Request:
Write out the records verbatim, from the line containing "One pin per instance of the donkey's hind" through the line containing "<point>62,5</point>", including both of those lines.

[Labeled-object pointing entries]
================================

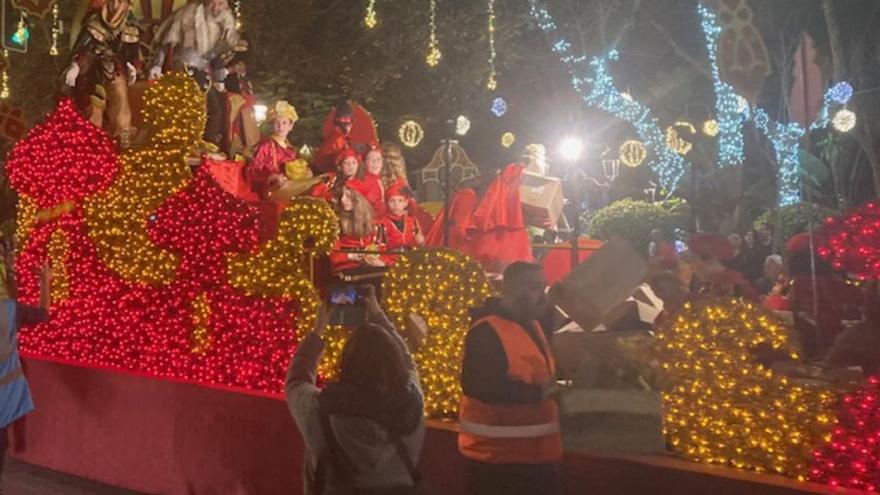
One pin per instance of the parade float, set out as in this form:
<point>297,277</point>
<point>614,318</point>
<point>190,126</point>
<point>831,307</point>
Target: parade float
<point>179,297</point>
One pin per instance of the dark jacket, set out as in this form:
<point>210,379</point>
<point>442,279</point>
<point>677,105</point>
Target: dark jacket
<point>484,371</point>
<point>362,425</point>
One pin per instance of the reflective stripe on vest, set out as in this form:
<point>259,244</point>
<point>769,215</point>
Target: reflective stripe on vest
<point>521,433</point>
<point>528,431</point>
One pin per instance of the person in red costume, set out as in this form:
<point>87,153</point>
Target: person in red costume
<point>705,253</point>
<point>372,176</point>
<point>357,232</point>
<point>401,228</point>
<point>489,226</point>
<point>338,139</point>
<point>265,172</point>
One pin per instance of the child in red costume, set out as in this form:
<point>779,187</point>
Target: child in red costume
<point>357,232</point>
<point>489,226</point>
<point>402,229</point>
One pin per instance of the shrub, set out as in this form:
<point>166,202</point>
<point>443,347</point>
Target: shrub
<point>634,220</point>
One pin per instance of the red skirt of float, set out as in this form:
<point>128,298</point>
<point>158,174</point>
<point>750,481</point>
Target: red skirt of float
<point>169,437</point>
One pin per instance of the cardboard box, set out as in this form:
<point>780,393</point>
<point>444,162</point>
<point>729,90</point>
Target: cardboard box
<point>606,279</point>
<point>542,199</point>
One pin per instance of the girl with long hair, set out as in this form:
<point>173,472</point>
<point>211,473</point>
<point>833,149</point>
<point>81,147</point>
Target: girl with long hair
<point>364,433</point>
<point>357,231</point>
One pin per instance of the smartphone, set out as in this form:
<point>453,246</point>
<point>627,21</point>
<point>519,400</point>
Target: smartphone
<point>346,306</point>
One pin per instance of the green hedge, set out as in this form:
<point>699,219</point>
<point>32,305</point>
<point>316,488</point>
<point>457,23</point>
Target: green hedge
<point>794,219</point>
<point>634,220</point>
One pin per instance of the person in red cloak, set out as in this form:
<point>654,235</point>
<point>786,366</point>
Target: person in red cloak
<point>337,140</point>
<point>488,227</point>
<point>265,171</point>
<point>357,232</point>
<point>401,228</point>
<point>372,176</point>
<point>706,251</point>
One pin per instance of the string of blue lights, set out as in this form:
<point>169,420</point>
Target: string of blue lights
<point>595,83</point>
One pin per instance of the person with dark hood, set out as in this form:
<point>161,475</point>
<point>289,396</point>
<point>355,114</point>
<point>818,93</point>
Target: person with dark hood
<point>508,418</point>
<point>338,139</point>
<point>363,433</point>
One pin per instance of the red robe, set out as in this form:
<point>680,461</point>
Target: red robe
<point>397,239</point>
<point>489,229</point>
<point>375,194</point>
<point>269,159</point>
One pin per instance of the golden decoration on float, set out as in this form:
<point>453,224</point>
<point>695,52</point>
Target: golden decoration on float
<point>633,153</point>
<point>722,405</point>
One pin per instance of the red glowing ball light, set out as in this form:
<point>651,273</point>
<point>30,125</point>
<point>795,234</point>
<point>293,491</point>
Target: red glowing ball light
<point>65,158</point>
<point>107,322</point>
<point>852,242</point>
<point>852,458</point>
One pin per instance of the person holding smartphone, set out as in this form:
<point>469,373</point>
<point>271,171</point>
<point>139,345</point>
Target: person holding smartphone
<point>363,433</point>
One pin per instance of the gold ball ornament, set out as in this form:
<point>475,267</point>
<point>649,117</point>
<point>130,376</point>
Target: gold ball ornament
<point>411,133</point>
<point>118,217</point>
<point>633,153</point>
<point>844,120</point>
<point>722,406</point>
<point>711,128</point>
<point>281,268</point>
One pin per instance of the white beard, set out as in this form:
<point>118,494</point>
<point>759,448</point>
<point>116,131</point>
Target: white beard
<point>194,29</point>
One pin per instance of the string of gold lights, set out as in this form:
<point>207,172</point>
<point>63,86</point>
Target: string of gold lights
<point>492,82</point>
<point>434,53</point>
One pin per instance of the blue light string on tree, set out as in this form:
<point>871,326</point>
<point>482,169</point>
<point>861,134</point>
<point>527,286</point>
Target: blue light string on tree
<point>730,113</point>
<point>668,165</point>
<point>838,95</point>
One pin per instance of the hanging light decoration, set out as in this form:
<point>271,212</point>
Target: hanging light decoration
<point>499,106</point>
<point>411,133</point>
<point>491,83</point>
<point>462,125</point>
<point>370,17</point>
<point>844,120</point>
<point>56,31</point>
<point>711,128</point>
<point>633,153</point>
<point>434,53</point>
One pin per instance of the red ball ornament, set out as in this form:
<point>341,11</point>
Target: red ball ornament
<point>65,158</point>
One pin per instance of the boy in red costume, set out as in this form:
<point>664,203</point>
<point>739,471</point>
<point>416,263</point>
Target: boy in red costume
<point>402,229</point>
<point>372,176</point>
<point>706,253</point>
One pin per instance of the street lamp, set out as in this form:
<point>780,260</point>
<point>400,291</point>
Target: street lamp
<point>570,149</point>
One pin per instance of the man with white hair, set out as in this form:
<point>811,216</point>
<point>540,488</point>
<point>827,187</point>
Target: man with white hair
<point>195,38</point>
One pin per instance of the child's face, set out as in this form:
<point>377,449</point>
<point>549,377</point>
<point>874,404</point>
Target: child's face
<point>397,205</point>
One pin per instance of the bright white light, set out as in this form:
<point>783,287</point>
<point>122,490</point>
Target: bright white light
<point>260,112</point>
<point>571,148</point>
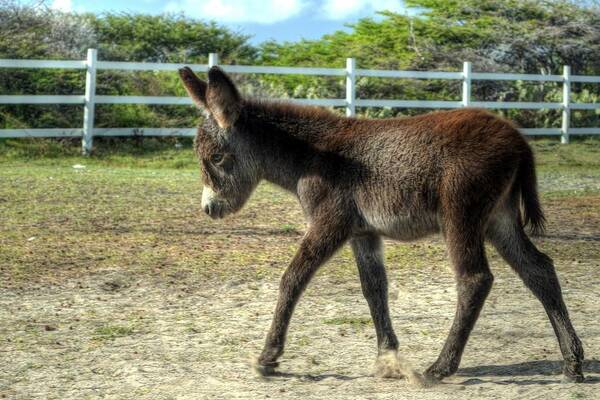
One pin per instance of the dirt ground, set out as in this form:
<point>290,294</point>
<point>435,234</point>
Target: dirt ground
<point>156,304</point>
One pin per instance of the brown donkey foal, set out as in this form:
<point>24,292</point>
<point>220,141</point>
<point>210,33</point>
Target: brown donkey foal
<point>466,173</point>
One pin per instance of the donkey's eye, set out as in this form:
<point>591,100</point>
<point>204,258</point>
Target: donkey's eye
<point>216,158</point>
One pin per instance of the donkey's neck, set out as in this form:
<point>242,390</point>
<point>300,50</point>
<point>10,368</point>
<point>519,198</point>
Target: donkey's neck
<point>288,138</point>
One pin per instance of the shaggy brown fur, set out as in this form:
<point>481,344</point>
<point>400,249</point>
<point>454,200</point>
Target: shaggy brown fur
<point>465,173</point>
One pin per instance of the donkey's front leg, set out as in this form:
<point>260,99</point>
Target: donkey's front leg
<point>319,243</point>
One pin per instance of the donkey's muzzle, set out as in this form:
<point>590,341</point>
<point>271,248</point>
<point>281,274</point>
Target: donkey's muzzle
<point>212,204</point>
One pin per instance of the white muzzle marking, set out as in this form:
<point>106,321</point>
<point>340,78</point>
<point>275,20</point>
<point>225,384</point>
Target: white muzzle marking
<point>208,196</point>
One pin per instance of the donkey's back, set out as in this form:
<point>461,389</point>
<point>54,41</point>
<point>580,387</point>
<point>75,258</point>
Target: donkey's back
<point>420,170</point>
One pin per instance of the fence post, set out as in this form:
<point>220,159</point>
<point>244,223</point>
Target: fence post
<point>566,110</point>
<point>466,91</point>
<point>213,59</point>
<point>350,87</point>
<point>88,107</point>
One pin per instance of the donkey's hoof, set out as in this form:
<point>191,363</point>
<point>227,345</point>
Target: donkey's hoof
<point>263,370</point>
<point>435,373</point>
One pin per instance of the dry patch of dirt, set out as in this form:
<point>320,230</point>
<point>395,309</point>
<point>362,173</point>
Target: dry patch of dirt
<point>131,298</point>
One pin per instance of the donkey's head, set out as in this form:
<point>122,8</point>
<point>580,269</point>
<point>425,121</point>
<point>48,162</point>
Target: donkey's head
<point>229,169</point>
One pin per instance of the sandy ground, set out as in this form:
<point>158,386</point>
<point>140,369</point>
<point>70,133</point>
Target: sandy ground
<point>126,298</point>
<point>194,340</point>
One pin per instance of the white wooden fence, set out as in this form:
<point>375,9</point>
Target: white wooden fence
<point>90,99</point>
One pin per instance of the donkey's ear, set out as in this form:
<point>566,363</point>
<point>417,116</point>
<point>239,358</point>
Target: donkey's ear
<point>224,101</point>
<point>195,87</point>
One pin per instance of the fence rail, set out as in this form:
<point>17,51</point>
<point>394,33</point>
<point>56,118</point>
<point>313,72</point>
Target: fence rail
<point>89,99</point>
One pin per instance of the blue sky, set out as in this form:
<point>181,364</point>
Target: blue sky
<point>263,19</point>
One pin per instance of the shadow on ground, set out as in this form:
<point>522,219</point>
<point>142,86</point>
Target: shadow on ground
<point>526,369</point>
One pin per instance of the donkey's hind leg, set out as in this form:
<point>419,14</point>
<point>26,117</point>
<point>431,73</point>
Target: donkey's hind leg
<point>473,283</point>
<point>537,272</point>
<point>369,259</point>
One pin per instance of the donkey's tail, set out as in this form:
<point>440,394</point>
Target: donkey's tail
<point>526,182</point>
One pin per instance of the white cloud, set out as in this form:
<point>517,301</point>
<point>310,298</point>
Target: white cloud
<point>260,11</point>
<point>340,9</point>
<point>62,5</point>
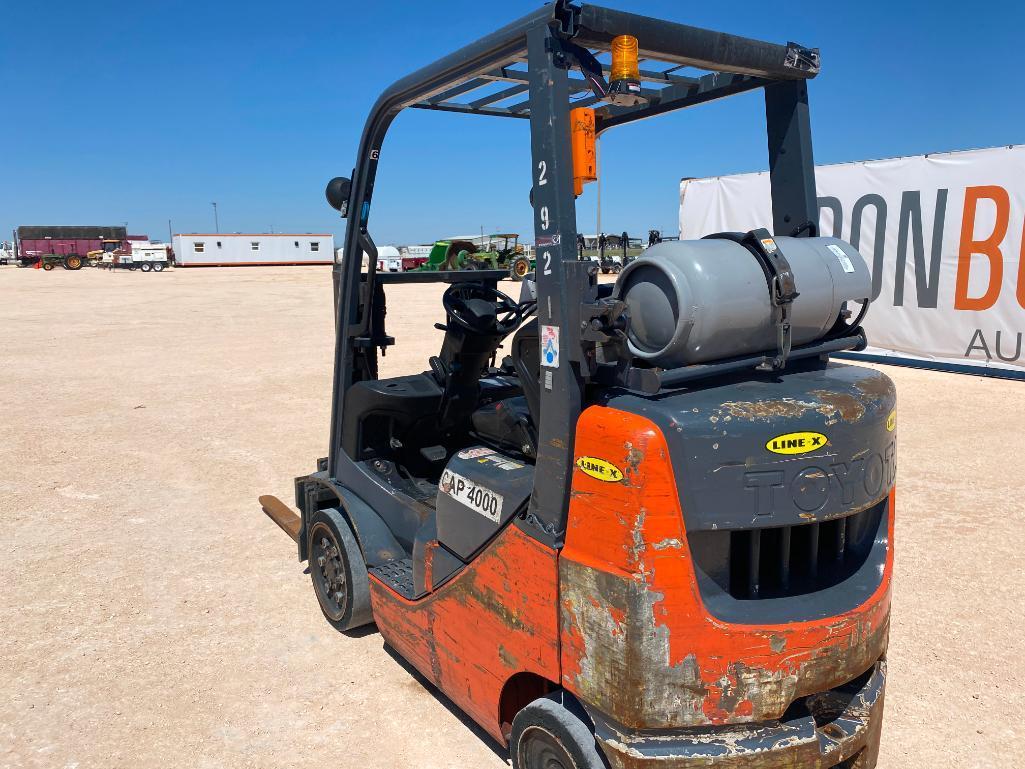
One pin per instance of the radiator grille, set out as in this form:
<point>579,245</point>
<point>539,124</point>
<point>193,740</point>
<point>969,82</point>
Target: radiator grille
<point>752,564</point>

================================

Task output:
One pin per instance of the donkey's hind leg, set out as in this form:
<point>419,14</point>
<point>26,117</point>
<point>431,73</point>
Target: donkey's hind leg
<point>473,283</point>
<point>537,272</point>
<point>369,259</point>
One pin per instance of the donkey's tail, set out as in this form:
<point>440,394</point>
Target: donkey's tail
<point>526,182</point>
One pin per instance of the white cloud, set out as in this form:
<point>517,301</point>
<point>310,298</point>
Target: white cloud
<point>260,11</point>
<point>340,9</point>
<point>62,5</point>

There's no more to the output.